START Source extract
In June 2018, the UN Security Council Committee decided to add six individuals in Libya to its sanctions list, imposing on them a travel ban and asset freezes. Although this was not an exceptional move as such, the reason for their listing made it an unprecedented one. It was the first time that anyone had been placed on a sanctions list for playing a leading role in human trafficking and smuggling. Since the path of criminal prosecution was unlikely to lead to tangible results any time soon, the Netherlands – as a non-permanent member of the Security Council – took the initiative to list the four Libyan and two Eritrean nationals.  On November 5th, a new Council resolution expanded the criteria for imposing sanctions under the Libya regime to acts involving sexual and gender-based violence.

Providing the grounds for Security Council action

Naturally, the Security Council will only take up an issue that has a link to matters of peace and security, but this link may not always be obvious for transnational crime that occurs in a conflict area. In the case of Libya, however, the entanglement of human trafficking and smuggling in the political economy of conflict was apparent despite the two distinct legal phenomena being difficult to differentiate in this context. It may well be that the overlap between the trafficking and smuggling of migrants made the UN’s response more likely, and the narrative summaries of the June Libya listings refer to both.
END Source extract
START Extracted information
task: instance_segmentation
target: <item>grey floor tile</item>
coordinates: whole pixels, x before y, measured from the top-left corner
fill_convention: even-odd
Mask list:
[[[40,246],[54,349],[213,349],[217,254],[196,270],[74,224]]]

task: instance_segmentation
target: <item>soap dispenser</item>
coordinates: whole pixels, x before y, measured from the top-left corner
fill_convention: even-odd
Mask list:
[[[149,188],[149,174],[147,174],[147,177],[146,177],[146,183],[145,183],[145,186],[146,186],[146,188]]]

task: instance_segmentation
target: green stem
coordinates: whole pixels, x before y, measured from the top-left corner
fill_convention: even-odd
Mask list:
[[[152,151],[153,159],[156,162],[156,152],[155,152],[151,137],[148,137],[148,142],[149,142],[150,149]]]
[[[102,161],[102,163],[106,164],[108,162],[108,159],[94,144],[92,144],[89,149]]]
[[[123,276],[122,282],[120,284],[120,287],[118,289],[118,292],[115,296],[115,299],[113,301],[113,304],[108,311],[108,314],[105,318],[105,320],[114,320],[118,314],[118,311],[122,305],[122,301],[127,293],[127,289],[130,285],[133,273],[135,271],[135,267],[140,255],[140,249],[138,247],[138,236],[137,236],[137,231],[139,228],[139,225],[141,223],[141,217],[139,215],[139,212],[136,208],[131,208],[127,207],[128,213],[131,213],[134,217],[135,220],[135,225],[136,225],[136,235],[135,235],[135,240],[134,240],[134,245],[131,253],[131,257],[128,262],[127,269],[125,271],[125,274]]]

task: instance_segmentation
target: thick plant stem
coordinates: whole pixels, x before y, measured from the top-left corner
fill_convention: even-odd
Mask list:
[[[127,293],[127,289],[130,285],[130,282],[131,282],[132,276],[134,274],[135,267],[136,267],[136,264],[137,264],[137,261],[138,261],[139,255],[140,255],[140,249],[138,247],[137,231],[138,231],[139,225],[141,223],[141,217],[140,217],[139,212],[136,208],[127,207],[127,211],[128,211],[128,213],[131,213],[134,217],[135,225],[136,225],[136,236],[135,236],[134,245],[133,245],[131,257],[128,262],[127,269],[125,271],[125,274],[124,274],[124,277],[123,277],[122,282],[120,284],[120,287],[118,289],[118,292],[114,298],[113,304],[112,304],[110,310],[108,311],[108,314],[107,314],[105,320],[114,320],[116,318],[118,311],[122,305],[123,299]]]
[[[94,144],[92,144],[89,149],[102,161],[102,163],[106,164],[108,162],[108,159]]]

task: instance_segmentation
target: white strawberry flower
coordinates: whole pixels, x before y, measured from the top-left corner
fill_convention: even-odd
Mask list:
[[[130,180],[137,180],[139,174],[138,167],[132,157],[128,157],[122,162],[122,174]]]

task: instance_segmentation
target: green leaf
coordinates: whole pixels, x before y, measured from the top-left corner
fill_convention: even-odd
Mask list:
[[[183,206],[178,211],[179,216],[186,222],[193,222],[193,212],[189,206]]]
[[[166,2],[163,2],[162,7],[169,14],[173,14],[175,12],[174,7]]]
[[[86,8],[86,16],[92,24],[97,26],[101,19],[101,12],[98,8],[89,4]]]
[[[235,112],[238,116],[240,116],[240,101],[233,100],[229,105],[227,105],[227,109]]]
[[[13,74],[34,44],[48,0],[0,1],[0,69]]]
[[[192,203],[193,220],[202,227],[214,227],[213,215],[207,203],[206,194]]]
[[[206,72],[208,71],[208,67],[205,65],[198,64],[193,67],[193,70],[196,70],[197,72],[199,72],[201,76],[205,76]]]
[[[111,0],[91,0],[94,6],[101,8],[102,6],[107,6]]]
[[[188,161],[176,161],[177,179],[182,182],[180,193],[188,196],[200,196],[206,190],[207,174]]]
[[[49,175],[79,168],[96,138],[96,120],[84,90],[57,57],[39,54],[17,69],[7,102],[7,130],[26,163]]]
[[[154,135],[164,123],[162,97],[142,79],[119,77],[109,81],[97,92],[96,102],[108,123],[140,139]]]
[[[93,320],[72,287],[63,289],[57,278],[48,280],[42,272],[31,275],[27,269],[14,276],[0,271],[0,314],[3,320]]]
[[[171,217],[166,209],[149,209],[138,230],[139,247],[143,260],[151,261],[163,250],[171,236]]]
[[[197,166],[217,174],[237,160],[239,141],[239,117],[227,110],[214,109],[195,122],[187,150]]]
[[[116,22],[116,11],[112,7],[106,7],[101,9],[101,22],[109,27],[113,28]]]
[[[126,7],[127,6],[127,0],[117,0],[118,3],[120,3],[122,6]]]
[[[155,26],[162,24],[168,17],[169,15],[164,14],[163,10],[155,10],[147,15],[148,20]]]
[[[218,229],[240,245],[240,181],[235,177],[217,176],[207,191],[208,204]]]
END Extracted information
§ What is asked:
- A) Please translate this sentence from the Libya sanctions text into Spanish: "It was the first time that anyone had been placed on a sanctions list for playing a leading role in human trafficking and smuggling."
- B) Pick up the Libya sanctions text after its final sentence and carry it forward.
The records above come from a different source than the Libya sanctions text.

§ Outputs:
- A) Era la primera vez que alguien había sido incluido en una lista de sanciones por desempeñar un papel principal en la trata y el tráfico ilícito de personas.

- B)
Another factor influencing whether or not an issue of transnational crime comes up on the Security Council agenda is the severity of the damage caused by the crime. Sometimes, the impact may largely concern the amount of illicit funds generated for an armed group or the group’s access to specific goods (especially arms). In Libya it was not only the involvement of militias in the smuggling industry, but also the exploitation and abuses of migrants and refugees, for example in detention camps, that contributed to the increase in attention.

And yet the Security Council had started to look more closely at the impact of human trafficking in conflict back in December 2015. It was the kidnapping of women and children, and the trafficking of members of the minority Yazidi community by Islamic State in 2014 that served as a catalyst for the first thematic debate on human trafficking in conflict areas. Therefore, when these Libyan sanction cases came to the fore, the issue had already been on the agenda for a few years, with thematic resolutions having been passed in 2016 and 2017.  Still, it may have been the CNN coverage on alleged slave markets inside Libya and the resulting public outrage that put pressure on the UN to act. To some extent, the reaction to the media reports widened international attention and helped to redirect the focus from the effect of migration flows on European countries to the plight of the migrants themselves.

 

Why UN sanctions?

It is debatable whether the above-mentioned aspects are exhaustive, but they certainly did not yet constitute sufficient grounds for sanctions to be imposed. Three factors set the conditions for that to happen in June. First, a UN sanctions regime concerning Libya had already been established in 2011. The fact that there are only 14 UN sanctions regimes right now – some of which are rather dormant – means that this form of response has clear limitations. Although establishing new regimes is an option, it is a lengthy and uncertain one.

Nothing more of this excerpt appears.